▶ _Work instructions_:
Collect every line of the listing below that contains the string "mountain", copying each line in full. A line counts only if its letter case matches.

▶ _Supplied information_:
__________________________________________________

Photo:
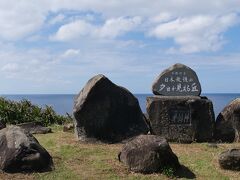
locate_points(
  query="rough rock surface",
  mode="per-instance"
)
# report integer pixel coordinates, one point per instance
(2, 125)
(230, 159)
(181, 119)
(107, 112)
(228, 123)
(21, 152)
(68, 127)
(148, 154)
(178, 80)
(35, 128)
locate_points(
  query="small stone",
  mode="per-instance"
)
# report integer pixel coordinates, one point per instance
(68, 127)
(2, 125)
(178, 80)
(230, 159)
(148, 154)
(21, 152)
(228, 123)
(212, 145)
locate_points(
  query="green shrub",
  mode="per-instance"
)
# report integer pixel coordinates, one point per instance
(12, 112)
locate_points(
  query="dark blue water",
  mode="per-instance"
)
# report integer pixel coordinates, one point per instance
(63, 103)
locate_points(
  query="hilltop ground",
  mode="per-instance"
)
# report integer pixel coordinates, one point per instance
(75, 160)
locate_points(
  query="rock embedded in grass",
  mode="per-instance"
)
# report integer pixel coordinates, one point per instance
(68, 127)
(2, 125)
(148, 154)
(21, 152)
(228, 123)
(107, 112)
(230, 159)
(35, 128)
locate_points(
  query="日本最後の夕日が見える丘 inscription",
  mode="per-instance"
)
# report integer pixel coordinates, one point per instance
(178, 80)
(180, 116)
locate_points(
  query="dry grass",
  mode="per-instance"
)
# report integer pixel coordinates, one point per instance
(74, 160)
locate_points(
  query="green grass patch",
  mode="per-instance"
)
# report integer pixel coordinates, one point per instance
(76, 160)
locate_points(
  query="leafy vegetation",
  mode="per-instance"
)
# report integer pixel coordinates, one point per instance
(12, 112)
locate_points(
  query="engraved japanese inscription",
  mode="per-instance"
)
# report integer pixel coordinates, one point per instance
(178, 80)
(180, 116)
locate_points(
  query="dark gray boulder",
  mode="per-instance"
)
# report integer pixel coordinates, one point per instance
(178, 80)
(107, 112)
(21, 152)
(183, 119)
(2, 125)
(35, 128)
(230, 159)
(68, 127)
(228, 123)
(148, 154)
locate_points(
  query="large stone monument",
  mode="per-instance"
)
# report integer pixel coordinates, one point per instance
(177, 111)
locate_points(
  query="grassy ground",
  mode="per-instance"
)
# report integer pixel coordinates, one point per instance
(75, 160)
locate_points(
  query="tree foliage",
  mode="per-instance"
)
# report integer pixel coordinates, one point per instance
(13, 112)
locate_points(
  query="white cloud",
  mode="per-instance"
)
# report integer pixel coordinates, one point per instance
(112, 28)
(117, 26)
(73, 31)
(10, 67)
(57, 19)
(197, 33)
(20, 18)
(71, 53)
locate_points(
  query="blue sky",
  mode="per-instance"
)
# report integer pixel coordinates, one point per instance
(56, 46)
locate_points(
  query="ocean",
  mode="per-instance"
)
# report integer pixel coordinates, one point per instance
(63, 103)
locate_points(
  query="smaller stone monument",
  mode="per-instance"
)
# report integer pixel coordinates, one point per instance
(177, 111)
(228, 123)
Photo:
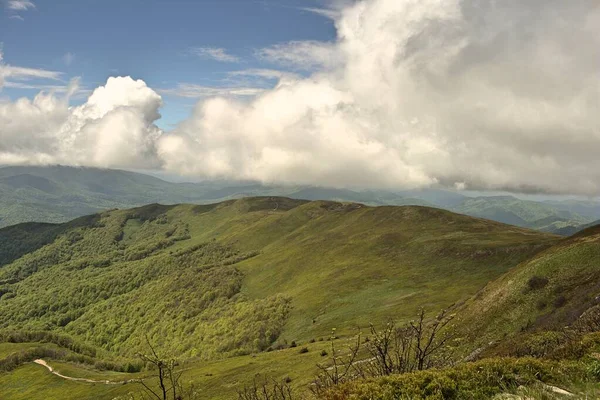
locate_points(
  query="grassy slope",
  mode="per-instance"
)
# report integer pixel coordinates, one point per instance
(530, 214)
(509, 304)
(341, 265)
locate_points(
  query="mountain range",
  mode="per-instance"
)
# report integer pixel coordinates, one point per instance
(58, 194)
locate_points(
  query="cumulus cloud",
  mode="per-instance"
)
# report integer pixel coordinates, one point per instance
(19, 5)
(194, 91)
(214, 53)
(302, 55)
(68, 58)
(114, 128)
(470, 94)
(23, 74)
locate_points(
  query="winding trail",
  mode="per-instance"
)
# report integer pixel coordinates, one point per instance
(70, 378)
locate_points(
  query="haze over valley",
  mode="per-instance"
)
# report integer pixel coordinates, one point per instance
(299, 200)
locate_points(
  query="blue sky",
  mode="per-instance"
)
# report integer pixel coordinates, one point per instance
(480, 95)
(167, 44)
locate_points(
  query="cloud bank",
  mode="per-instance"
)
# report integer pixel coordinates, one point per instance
(474, 94)
(114, 128)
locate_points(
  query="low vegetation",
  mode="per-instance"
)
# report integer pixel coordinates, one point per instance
(256, 285)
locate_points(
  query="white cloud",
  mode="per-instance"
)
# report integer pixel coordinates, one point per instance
(19, 5)
(23, 73)
(214, 53)
(68, 58)
(324, 12)
(114, 128)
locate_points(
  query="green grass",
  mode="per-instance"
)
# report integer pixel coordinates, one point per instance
(229, 279)
(481, 380)
(215, 284)
(569, 274)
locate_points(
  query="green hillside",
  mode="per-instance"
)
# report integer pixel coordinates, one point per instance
(289, 269)
(59, 194)
(546, 217)
(550, 291)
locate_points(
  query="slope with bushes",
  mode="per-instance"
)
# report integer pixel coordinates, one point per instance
(240, 276)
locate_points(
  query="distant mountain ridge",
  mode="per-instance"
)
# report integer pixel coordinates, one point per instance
(58, 194)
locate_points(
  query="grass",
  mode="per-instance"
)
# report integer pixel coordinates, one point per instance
(568, 275)
(215, 284)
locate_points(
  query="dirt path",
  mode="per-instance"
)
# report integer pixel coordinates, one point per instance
(70, 378)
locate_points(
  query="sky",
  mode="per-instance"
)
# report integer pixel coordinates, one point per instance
(476, 95)
(172, 45)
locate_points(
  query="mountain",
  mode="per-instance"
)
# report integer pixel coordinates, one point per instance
(58, 194)
(585, 208)
(524, 213)
(288, 269)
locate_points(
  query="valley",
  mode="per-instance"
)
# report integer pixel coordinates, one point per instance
(240, 286)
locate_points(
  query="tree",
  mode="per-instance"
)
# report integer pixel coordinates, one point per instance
(168, 375)
(409, 348)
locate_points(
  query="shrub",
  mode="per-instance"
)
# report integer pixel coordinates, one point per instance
(480, 380)
(560, 301)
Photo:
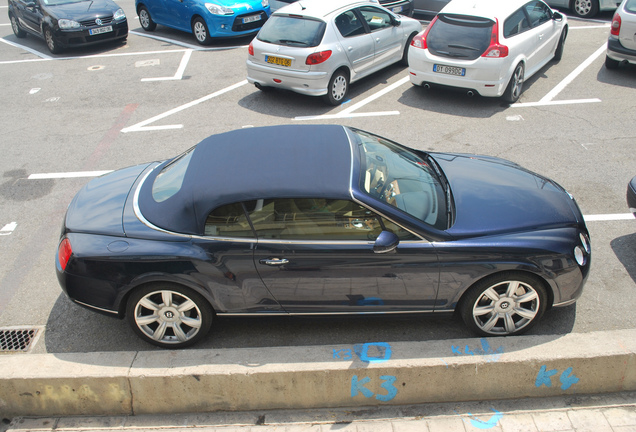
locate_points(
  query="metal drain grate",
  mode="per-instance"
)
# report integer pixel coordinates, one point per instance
(17, 339)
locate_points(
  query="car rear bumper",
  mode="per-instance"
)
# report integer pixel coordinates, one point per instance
(307, 83)
(618, 52)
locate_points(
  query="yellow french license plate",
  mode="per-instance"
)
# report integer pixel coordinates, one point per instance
(277, 60)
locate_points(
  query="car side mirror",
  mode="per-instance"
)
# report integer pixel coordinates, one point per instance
(386, 242)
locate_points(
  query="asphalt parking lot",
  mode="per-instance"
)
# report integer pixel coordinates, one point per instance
(93, 110)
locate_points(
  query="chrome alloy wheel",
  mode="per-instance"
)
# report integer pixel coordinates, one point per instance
(506, 307)
(168, 317)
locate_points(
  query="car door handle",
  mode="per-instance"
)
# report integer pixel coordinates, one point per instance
(273, 261)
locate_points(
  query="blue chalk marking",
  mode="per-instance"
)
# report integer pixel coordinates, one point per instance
(389, 387)
(488, 424)
(544, 377)
(567, 379)
(363, 352)
(358, 387)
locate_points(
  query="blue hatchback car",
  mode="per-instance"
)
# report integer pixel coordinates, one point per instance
(205, 19)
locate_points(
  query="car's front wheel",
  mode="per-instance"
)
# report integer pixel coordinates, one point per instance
(515, 85)
(169, 316)
(51, 42)
(15, 25)
(504, 305)
(584, 8)
(146, 20)
(200, 30)
(338, 88)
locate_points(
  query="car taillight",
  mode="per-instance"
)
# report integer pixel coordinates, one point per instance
(64, 252)
(419, 41)
(616, 25)
(317, 58)
(495, 50)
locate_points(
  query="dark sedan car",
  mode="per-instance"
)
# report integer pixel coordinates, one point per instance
(319, 220)
(68, 23)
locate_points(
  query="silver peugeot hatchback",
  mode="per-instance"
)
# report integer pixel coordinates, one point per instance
(319, 47)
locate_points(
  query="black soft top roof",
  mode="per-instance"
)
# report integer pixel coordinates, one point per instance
(294, 161)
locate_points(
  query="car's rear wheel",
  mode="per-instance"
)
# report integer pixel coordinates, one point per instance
(504, 305)
(558, 53)
(200, 30)
(515, 85)
(584, 8)
(169, 316)
(51, 42)
(338, 88)
(15, 25)
(146, 20)
(611, 63)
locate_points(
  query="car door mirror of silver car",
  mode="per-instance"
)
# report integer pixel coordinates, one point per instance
(386, 242)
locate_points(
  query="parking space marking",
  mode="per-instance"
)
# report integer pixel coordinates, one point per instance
(348, 112)
(177, 76)
(143, 126)
(547, 99)
(32, 51)
(46, 176)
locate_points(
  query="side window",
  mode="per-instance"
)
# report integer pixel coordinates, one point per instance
(538, 12)
(377, 19)
(516, 23)
(317, 219)
(228, 220)
(349, 25)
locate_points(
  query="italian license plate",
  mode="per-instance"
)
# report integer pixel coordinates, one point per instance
(279, 61)
(252, 18)
(449, 70)
(100, 30)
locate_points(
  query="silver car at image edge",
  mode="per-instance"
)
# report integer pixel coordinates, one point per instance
(319, 47)
(621, 44)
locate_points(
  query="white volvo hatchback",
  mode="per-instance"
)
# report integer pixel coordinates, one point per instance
(319, 47)
(487, 47)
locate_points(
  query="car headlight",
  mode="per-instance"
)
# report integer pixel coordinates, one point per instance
(67, 24)
(119, 14)
(218, 9)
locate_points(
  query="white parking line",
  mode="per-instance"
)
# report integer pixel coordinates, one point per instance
(67, 175)
(547, 99)
(179, 75)
(348, 112)
(143, 126)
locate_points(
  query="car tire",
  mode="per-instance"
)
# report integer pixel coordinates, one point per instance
(15, 25)
(51, 42)
(584, 8)
(611, 63)
(405, 55)
(169, 316)
(338, 88)
(145, 19)
(558, 53)
(515, 85)
(504, 305)
(200, 31)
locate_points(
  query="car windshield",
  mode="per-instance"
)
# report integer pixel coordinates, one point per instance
(168, 182)
(461, 37)
(403, 179)
(292, 30)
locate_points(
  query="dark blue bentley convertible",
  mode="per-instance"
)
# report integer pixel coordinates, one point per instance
(321, 219)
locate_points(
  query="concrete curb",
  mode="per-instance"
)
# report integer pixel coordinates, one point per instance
(401, 373)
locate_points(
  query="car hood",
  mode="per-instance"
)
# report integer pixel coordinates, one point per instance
(83, 10)
(98, 207)
(494, 196)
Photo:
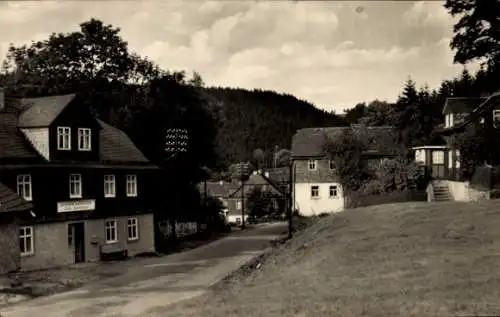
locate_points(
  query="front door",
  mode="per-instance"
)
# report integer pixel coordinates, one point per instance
(437, 164)
(78, 232)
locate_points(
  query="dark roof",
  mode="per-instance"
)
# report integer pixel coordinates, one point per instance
(115, 145)
(41, 112)
(461, 104)
(10, 201)
(218, 189)
(12, 142)
(279, 174)
(257, 180)
(485, 105)
(309, 142)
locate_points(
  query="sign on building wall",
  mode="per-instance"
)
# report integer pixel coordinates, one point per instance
(77, 205)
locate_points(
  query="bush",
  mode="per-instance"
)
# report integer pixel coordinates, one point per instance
(373, 187)
(397, 175)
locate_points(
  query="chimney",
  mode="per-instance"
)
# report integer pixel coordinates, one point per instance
(2, 98)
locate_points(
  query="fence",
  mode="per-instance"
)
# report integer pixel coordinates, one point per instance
(182, 229)
(358, 200)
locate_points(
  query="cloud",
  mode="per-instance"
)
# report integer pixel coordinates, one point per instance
(329, 53)
(427, 13)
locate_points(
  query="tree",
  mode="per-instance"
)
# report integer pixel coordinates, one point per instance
(477, 32)
(378, 113)
(408, 120)
(346, 151)
(69, 62)
(258, 158)
(353, 115)
(260, 203)
(196, 80)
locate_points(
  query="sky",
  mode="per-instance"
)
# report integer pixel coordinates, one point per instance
(333, 54)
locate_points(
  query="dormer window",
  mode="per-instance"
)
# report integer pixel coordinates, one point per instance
(448, 120)
(84, 139)
(331, 164)
(496, 118)
(64, 138)
(311, 164)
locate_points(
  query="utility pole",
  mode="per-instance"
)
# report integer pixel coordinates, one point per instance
(176, 146)
(243, 169)
(291, 200)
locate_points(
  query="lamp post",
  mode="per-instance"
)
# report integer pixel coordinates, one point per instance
(176, 146)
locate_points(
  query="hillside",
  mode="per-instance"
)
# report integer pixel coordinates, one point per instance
(262, 119)
(412, 259)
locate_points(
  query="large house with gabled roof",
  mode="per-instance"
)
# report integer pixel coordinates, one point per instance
(442, 156)
(92, 189)
(316, 187)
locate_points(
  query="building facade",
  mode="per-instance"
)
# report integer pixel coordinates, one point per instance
(316, 187)
(92, 190)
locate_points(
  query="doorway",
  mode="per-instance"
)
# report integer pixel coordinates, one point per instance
(76, 234)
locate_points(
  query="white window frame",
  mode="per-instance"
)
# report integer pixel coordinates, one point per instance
(24, 186)
(131, 185)
(313, 196)
(84, 139)
(449, 120)
(496, 116)
(331, 165)
(64, 138)
(437, 157)
(131, 224)
(75, 179)
(26, 232)
(335, 188)
(312, 165)
(109, 186)
(112, 226)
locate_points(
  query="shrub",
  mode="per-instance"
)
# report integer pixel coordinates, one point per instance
(397, 175)
(372, 187)
(346, 151)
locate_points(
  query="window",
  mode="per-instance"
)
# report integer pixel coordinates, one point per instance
(111, 232)
(75, 186)
(311, 164)
(24, 186)
(448, 120)
(496, 118)
(63, 138)
(437, 157)
(333, 191)
(131, 185)
(314, 191)
(84, 139)
(133, 229)
(71, 229)
(331, 164)
(26, 240)
(109, 186)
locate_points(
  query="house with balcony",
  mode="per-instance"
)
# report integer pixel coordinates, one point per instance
(316, 187)
(442, 156)
(92, 190)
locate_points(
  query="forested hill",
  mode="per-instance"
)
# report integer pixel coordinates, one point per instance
(262, 119)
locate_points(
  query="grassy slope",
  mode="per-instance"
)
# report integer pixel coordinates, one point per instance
(413, 259)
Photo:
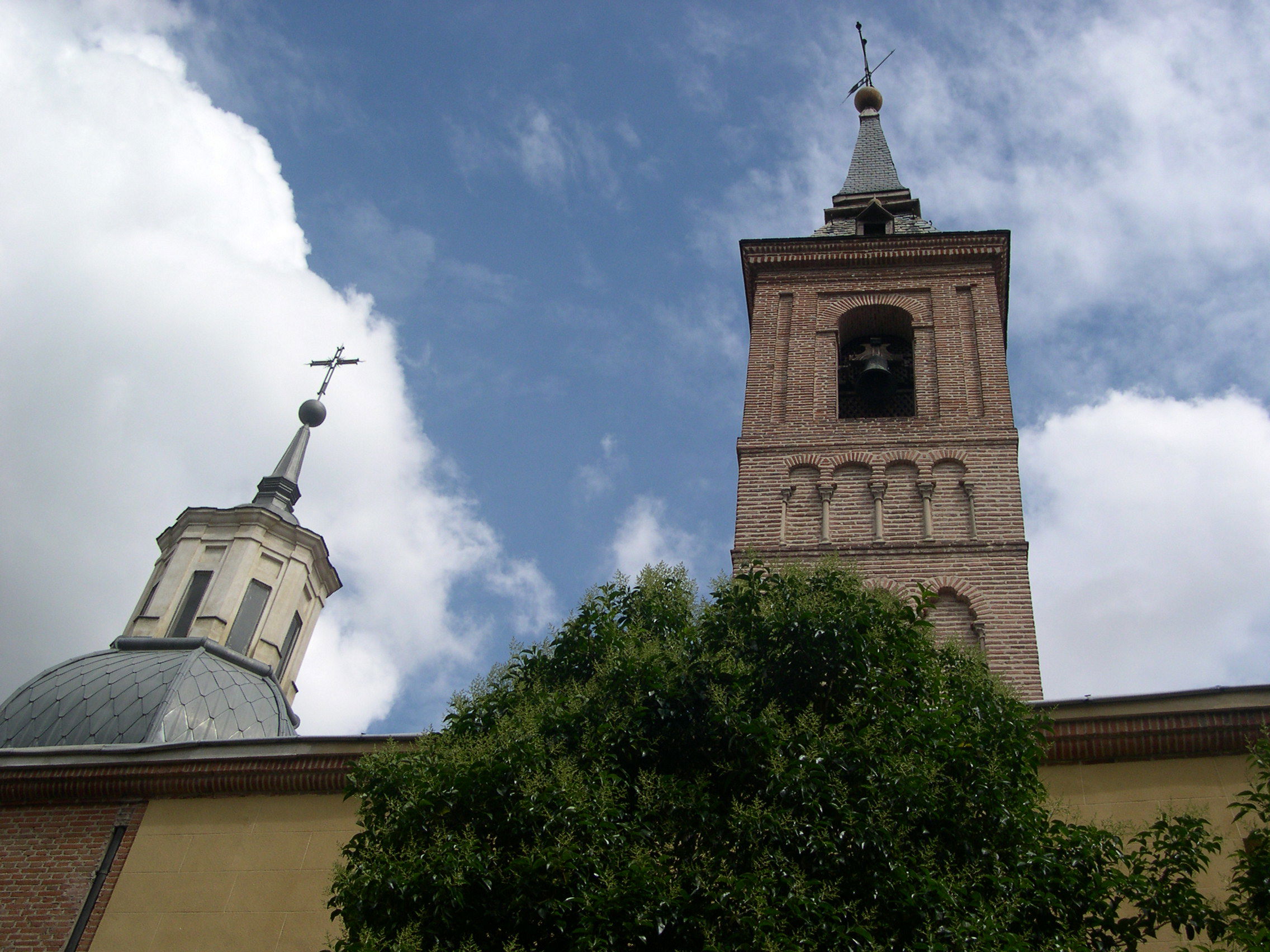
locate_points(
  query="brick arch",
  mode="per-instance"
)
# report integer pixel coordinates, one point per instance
(960, 588)
(939, 456)
(897, 456)
(913, 306)
(903, 589)
(854, 456)
(931, 459)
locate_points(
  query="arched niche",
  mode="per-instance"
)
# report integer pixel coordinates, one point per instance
(875, 343)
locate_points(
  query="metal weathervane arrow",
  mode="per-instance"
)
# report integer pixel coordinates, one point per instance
(330, 365)
(866, 80)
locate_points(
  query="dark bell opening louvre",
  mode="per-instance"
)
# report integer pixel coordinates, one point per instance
(189, 604)
(248, 617)
(875, 377)
(288, 645)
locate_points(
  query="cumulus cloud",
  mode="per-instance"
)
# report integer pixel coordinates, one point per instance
(646, 537)
(1121, 142)
(159, 314)
(597, 477)
(1150, 529)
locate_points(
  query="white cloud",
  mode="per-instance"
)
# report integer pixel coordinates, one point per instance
(158, 314)
(645, 537)
(1150, 529)
(1122, 142)
(552, 146)
(597, 477)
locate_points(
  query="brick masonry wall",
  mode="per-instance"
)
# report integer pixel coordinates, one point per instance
(49, 857)
(960, 450)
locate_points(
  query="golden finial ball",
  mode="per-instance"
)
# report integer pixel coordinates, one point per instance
(868, 98)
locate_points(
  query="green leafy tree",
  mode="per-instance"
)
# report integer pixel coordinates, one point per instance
(790, 764)
(1246, 916)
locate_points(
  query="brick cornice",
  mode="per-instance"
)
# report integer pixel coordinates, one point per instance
(883, 251)
(1007, 438)
(1156, 736)
(191, 771)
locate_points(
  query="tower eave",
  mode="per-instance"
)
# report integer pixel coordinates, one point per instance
(883, 250)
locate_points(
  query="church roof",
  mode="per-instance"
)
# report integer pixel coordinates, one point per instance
(148, 691)
(871, 166)
(873, 201)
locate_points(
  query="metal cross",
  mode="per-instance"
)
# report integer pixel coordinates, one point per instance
(866, 80)
(330, 365)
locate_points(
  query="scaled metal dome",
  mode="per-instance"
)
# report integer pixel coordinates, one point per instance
(148, 691)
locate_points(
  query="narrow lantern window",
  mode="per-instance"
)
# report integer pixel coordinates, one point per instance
(290, 644)
(248, 617)
(189, 604)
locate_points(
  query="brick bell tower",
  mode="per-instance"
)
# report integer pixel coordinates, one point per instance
(878, 423)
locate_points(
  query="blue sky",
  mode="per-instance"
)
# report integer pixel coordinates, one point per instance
(525, 216)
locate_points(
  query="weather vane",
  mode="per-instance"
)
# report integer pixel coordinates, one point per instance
(866, 80)
(330, 365)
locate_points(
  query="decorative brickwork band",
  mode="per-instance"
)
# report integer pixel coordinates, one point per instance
(786, 494)
(968, 488)
(1156, 736)
(176, 778)
(926, 491)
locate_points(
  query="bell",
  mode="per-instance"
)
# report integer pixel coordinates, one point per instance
(875, 380)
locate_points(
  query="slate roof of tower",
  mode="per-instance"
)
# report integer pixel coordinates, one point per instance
(162, 694)
(871, 166)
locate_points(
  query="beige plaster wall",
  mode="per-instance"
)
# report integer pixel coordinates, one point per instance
(1132, 794)
(244, 874)
(253, 874)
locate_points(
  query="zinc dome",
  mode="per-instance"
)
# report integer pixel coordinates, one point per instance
(148, 691)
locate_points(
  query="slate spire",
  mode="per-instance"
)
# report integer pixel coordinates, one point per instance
(873, 202)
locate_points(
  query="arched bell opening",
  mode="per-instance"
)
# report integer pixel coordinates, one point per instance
(875, 363)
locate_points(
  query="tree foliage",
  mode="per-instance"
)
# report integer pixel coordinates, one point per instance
(789, 764)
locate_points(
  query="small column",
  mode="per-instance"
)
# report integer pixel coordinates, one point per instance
(878, 488)
(968, 488)
(927, 492)
(826, 492)
(786, 494)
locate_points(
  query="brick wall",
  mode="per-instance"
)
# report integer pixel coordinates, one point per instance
(49, 857)
(946, 480)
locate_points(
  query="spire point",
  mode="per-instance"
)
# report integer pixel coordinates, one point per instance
(868, 98)
(313, 413)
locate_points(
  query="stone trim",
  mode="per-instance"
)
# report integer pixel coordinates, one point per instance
(1155, 736)
(176, 778)
(130, 815)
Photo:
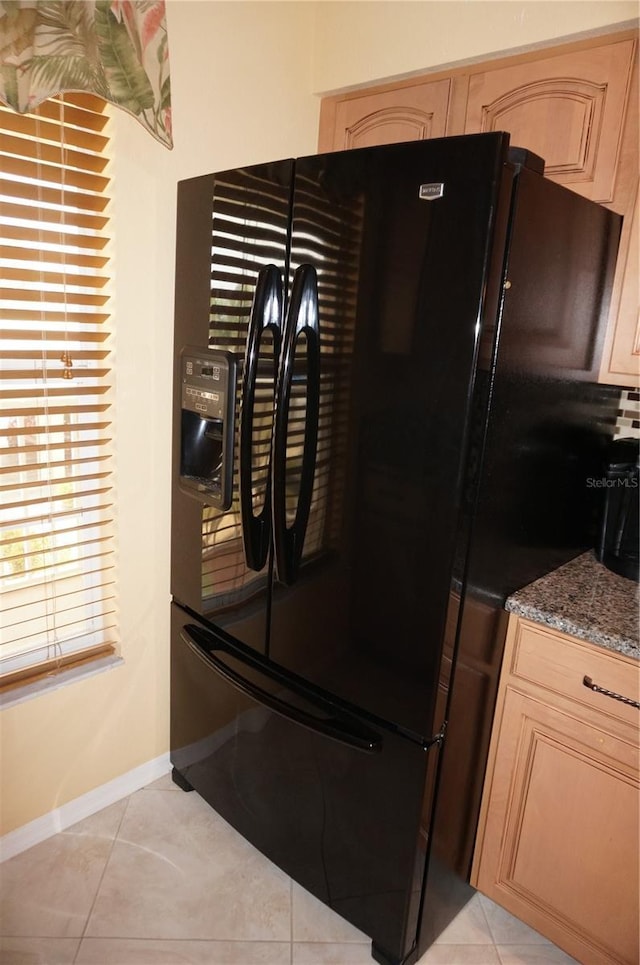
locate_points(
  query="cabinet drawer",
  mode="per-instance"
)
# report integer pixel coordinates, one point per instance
(560, 663)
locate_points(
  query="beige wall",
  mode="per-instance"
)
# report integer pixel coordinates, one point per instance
(233, 102)
(397, 38)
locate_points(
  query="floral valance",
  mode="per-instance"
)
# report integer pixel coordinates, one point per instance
(117, 49)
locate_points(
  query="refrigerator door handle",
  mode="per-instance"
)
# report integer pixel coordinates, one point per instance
(266, 315)
(203, 644)
(302, 321)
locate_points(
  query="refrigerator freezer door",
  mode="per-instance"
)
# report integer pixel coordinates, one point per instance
(232, 238)
(402, 281)
(344, 823)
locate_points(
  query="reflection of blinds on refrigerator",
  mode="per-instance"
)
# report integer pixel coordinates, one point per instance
(327, 234)
(249, 229)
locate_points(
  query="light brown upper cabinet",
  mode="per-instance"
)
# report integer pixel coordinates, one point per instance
(569, 109)
(576, 106)
(401, 113)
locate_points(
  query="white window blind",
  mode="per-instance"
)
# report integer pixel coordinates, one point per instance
(57, 560)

__________________________________________________

▶ _Result below_:
  query="mountain range",
  query="distant mountain ridge",
  query="mountain",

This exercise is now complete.